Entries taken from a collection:
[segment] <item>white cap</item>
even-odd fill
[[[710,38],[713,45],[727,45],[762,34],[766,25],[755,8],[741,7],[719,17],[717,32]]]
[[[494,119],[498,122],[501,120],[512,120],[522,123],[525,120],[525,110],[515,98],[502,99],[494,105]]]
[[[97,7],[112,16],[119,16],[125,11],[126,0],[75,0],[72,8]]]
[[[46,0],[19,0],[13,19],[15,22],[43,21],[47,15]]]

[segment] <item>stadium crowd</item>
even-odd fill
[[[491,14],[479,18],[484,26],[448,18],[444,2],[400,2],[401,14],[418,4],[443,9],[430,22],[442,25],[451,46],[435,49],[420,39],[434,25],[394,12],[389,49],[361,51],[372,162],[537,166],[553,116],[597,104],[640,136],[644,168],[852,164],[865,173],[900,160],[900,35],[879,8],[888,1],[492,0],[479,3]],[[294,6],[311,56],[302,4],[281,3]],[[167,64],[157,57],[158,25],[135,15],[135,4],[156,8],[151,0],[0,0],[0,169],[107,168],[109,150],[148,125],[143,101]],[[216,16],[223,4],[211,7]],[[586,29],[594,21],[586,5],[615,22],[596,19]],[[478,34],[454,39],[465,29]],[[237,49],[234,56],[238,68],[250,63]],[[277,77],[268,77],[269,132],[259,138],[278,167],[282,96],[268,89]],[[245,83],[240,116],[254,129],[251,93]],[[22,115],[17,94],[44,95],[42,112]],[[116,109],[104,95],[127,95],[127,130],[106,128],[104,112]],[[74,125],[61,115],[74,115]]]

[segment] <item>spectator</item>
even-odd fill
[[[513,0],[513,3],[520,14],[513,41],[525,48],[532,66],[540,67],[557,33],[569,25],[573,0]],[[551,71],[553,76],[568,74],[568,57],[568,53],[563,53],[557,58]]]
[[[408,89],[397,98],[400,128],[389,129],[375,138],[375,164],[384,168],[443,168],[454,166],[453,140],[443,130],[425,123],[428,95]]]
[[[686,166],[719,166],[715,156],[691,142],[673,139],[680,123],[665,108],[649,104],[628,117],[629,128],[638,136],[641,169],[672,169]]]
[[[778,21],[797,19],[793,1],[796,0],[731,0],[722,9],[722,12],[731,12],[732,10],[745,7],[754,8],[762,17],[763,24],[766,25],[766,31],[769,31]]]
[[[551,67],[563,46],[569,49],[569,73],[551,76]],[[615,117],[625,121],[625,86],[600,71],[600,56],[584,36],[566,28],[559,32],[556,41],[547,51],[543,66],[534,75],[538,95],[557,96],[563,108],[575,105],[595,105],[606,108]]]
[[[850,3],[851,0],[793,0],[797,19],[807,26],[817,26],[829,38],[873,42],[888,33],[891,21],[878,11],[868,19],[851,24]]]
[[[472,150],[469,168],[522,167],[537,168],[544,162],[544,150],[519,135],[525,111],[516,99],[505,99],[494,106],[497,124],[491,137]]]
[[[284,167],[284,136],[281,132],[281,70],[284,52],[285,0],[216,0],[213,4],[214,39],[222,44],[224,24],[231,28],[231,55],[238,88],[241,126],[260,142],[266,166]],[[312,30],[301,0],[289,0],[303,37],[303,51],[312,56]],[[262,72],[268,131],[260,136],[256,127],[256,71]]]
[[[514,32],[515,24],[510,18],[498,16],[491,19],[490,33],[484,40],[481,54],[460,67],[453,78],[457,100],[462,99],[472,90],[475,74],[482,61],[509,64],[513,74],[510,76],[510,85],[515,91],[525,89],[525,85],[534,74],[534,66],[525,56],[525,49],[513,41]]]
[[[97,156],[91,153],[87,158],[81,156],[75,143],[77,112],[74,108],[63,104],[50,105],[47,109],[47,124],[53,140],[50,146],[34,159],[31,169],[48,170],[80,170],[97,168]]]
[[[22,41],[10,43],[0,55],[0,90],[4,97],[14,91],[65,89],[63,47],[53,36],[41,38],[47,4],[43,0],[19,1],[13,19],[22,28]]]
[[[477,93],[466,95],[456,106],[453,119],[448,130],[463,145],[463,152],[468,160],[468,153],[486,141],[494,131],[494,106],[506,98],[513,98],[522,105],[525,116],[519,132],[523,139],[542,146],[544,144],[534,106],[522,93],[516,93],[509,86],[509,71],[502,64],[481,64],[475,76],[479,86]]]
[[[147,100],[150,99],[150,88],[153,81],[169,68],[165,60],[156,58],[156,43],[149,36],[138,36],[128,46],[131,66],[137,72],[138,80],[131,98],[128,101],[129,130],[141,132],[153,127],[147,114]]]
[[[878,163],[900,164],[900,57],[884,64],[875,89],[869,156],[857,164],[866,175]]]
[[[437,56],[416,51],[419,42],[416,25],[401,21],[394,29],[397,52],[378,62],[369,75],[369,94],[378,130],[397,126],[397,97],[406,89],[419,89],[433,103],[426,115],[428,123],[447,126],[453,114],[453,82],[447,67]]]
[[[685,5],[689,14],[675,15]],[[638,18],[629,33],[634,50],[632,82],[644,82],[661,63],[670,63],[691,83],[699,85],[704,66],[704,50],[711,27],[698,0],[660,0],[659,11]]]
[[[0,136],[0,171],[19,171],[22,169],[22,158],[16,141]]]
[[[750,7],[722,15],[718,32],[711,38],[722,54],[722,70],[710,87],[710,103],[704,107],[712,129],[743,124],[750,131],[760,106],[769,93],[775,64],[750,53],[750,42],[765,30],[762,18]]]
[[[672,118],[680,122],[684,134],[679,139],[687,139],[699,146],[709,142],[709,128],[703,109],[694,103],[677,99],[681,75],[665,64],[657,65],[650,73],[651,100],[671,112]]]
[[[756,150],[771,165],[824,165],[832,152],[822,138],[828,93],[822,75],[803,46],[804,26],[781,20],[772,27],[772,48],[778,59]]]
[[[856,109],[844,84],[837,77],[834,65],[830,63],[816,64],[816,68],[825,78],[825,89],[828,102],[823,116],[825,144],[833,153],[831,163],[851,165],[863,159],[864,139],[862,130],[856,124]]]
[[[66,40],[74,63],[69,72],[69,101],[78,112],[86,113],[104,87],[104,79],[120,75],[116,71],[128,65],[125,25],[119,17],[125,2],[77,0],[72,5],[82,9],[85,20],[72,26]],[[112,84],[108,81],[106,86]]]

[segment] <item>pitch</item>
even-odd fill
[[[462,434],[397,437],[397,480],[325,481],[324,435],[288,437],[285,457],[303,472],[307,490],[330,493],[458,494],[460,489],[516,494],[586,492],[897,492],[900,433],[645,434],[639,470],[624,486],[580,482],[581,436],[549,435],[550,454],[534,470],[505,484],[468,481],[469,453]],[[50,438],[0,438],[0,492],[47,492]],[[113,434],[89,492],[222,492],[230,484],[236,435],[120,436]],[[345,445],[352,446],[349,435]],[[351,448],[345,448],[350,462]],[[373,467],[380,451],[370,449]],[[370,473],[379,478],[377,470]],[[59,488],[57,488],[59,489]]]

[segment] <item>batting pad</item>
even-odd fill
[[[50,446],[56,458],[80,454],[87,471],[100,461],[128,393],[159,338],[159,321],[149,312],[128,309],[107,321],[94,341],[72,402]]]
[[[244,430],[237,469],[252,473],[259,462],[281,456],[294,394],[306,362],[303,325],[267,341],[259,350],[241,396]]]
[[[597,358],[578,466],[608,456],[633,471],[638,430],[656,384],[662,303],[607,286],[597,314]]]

Your task
Recast every line of the listing above as a JSON list of strings, with one string per line and blank lines left out.

Answer to this task
[
  "[segment] <item>white cap</item>",
  "even-odd fill",
  "[[[710,38],[713,45],[727,45],[762,34],[766,25],[755,8],[741,7],[719,17],[717,32]]]",
  "[[[494,119],[498,122],[501,120],[512,120],[522,123],[525,120],[525,110],[515,98],[502,99],[494,105]]]",
  "[[[97,7],[112,16],[119,16],[125,11],[126,0],[75,0],[72,8]]]",
  "[[[46,0],[19,0],[13,19],[15,22],[43,21],[47,15]]]",
  "[segment] <item>stadium crowd</item>",
  "even-odd fill",
  "[[[491,14],[479,18],[484,26],[448,18],[444,2],[400,2],[401,14],[418,4],[443,9],[430,22],[442,25],[451,46],[435,49],[420,39],[434,25],[394,12],[389,49],[361,51],[372,162],[537,166],[553,116],[597,104],[640,136],[644,168],[852,164],[865,173],[900,160],[900,35],[879,8],[888,1],[492,0],[479,3]],[[294,6],[311,56],[302,4],[281,3]],[[167,64],[157,57],[158,25],[135,15],[135,4],[156,8],[151,0],[0,0],[0,169],[107,168],[109,150],[148,125],[143,101]],[[216,16],[223,4],[211,7]],[[586,29],[594,21],[586,5],[615,22],[596,19]],[[478,34],[454,39],[465,29]],[[237,49],[234,56],[238,68],[250,63]],[[277,77],[268,77],[269,132],[259,138],[278,167],[282,96],[268,89]],[[245,83],[240,116],[254,129],[251,93]],[[22,115],[17,94],[44,95],[42,112]],[[116,109],[104,95],[127,95],[127,130],[106,128],[104,112]],[[74,125],[61,115],[74,115]]]",
  "[segment] <item>spectator</item>",
  "even-odd fill",
  "[[[513,0],[513,3],[520,14],[513,41],[525,48],[532,66],[540,67],[557,33],[569,25],[573,0]],[[551,71],[553,76],[568,74],[568,57],[568,53],[563,53],[557,58]]]",
  "[[[408,89],[397,98],[400,128],[389,129],[375,138],[375,164],[384,168],[443,168],[454,166],[453,140],[443,130],[425,123],[428,95]]]",
  "[[[686,166],[719,166],[715,156],[691,142],[673,139],[680,123],[665,108],[649,104],[628,117],[629,128],[638,136],[641,169],[672,169]]]",
  "[[[778,21],[797,19],[793,1],[796,0],[731,0],[722,9],[722,12],[731,12],[732,10],[745,7],[754,8],[762,17],[763,24],[766,25],[766,31],[769,31]]]",
  "[[[551,67],[563,46],[569,49],[569,73],[551,76]],[[615,117],[625,121],[625,86],[600,71],[600,56],[584,36],[566,28],[559,32],[556,41],[547,51],[543,66],[534,75],[538,95],[557,96],[563,108],[575,105],[595,105],[606,108]]]",
  "[[[850,3],[851,0],[793,0],[797,19],[807,26],[817,26],[829,38],[873,42],[888,33],[891,21],[878,11],[868,19],[851,24]]]",
  "[[[472,150],[469,168],[522,167],[537,168],[544,162],[544,150],[519,135],[525,111],[516,99],[505,99],[494,106],[497,124],[491,137]]]",
  "[[[284,167],[284,136],[281,132],[281,70],[284,52],[285,0],[216,0],[213,4],[214,39],[222,44],[224,24],[231,28],[231,55],[238,88],[241,126],[260,142],[266,166]],[[312,30],[301,0],[289,0],[303,37],[303,51],[312,56]],[[262,72],[268,131],[260,136],[256,127],[256,71]]]",
  "[[[514,32],[515,24],[510,18],[498,16],[491,19],[490,33],[484,40],[481,54],[460,67],[453,78],[457,100],[462,99],[472,90],[475,74],[482,61],[509,64],[513,74],[510,76],[510,85],[515,91],[525,89],[525,85],[534,74],[534,66],[525,56],[525,49],[513,41]]]",
  "[[[97,156],[91,153],[87,158],[81,156],[75,143],[77,112],[74,108],[63,104],[50,105],[47,109],[47,124],[53,140],[50,146],[34,159],[31,169],[48,170],[80,170],[97,168]]]",
  "[[[22,41],[10,43],[0,55],[0,90],[4,97],[14,91],[65,89],[63,47],[53,36],[41,38],[47,4],[43,0],[19,1],[13,19],[22,28]]]",
  "[[[477,93],[466,95],[456,106],[453,119],[448,130],[463,145],[463,152],[468,160],[468,153],[486,141],[494,131],[494,106],[506,98],[513,98],[522,105],[525,116],[519,132],[523,139],[542,146],[544,144],[534,106],[522,93],[516,93],[509,86],[509,71],[502,64],[481,64],[475,76],[479,86]]]",
  "[[[147,100],[150,99],[150,88],[153,81],[169,68],[165,60],[156,58],[156,43],[149,36],[138,36],[128,46],[131,66],[137,72],[138,80],[131,98],[128,101],[129,130],[141,132],[153,127],[147,114]]]",
  "[[[878,163],[900,164],[900,57],[884,64],[875,89],[869,156],[857,164],[866,175]]]",
  "[[[437,56],[416,51],[419,42],[416,25],[401,21],[394,29],[397,52],[378,62],[369,75],[369,94],[378,130],[397,126],[397,97],[406,89],[419,89],[433,103],[426,115],[428,123],[447,126],[453,114],[453,82],[447,67]]]",
  "[[[685,5],[689,14],[675,15]],[[638,18],[629,33],[634,50],[632,82],[644,82],[661,63],[670,63],[691,83],[699,85],[704,66],[704,50],[711,27],[698,0],[660,0],[659,11]]]",
  "[[[0,136],[0,171],[19,171],[22,169],[22,158],[16,141]]]",
  "[[[750,7],[722,15],[718,32],[711,38],[722,54],[722,70],[710,87],[710,103],[704,107],[712,129],[743,124],[750,131],[760,106],[769,93],[775,64],[750,53],[750,42],[765,30],[762,18]]]",
  "[[[672,118],[680,122],[684,134],[679,139],[687,139],[699,146],[709,142],[709,128],[703,109],[694,103],[677,99],[681,75],[665,64],[657,65],[650,73],[651,100],[671,112]]]",
  "[[[756,150],[771,165],[824,165],[832,152],[822,138],[828,93],[822,75],[803,46],[804,26],[781,20],[772,27],[772,48],[778,59]]]",
  "[[[856,109],[844,84],[837,77],[834,65],[830,63],[816,64],[816,68],[825,78],[825,89],[828,102],[823,116],[825,144],[833,153],[831,163],[851,165],[863,159],[864,139],[862,130],[856,124]]]",
  "[[[66,40],[74,63],[69,72],[69,101],[78,112],[86,113],[104,87],[104,79],[120,75],[116,71],[128,65],[125,25],[119,17],[125,2],[77,0],[72,5],[82,9],[85,20],[72,26]],[[112,84],[108,81],[106,86]]]",
  "[segment] <item>pitch</item>",
  "even-odd fill",
  "[[[462,434],[397,437],[397,480],[325,481],[324,435],[288,437],[285,457],[303,472],[307,490],[330,493],[458,494],[460,489],[516,494],[586,492],[897,492],[900,433],[645,434],[639,470],[624,486],[580,482],[581,436],[549,435],[550,454],[534,470],[505,484],[468,481],[469,453]],[[50,438],[0,438],[0,492],[47,492]],[[113,434],[89,492],[222,492],[230,484],[236,435],[120,436]],[[345,445],[352,446],[349,435]],[[351,448],[345,448],[350,462]],[[373,467],[380,451],[370,449]],[[370,473],[379,478],[377,470]],[[59,488],[57,488],[59,489]]]",
  "[segment] <item>batting pad</item>",
  "even-odd fill",
  "[[[50,446],[56,458],[80,454],[87,471],[100,461],[128,393],[159,338],[159,321],[149,312],[128,309],[107,321],[94,341],[72,402]]]",
  "[[[244,430],[237,469],[252,473],[259,462],[281,456],[294,394],[306,362],[303,325],[267,341],[259,350],[241,396]]]",
  "[[[597,358],[578,466],[608,456],[633,471],[638,430],[656,384],[662,303],[607,286],[597,314]]]"
]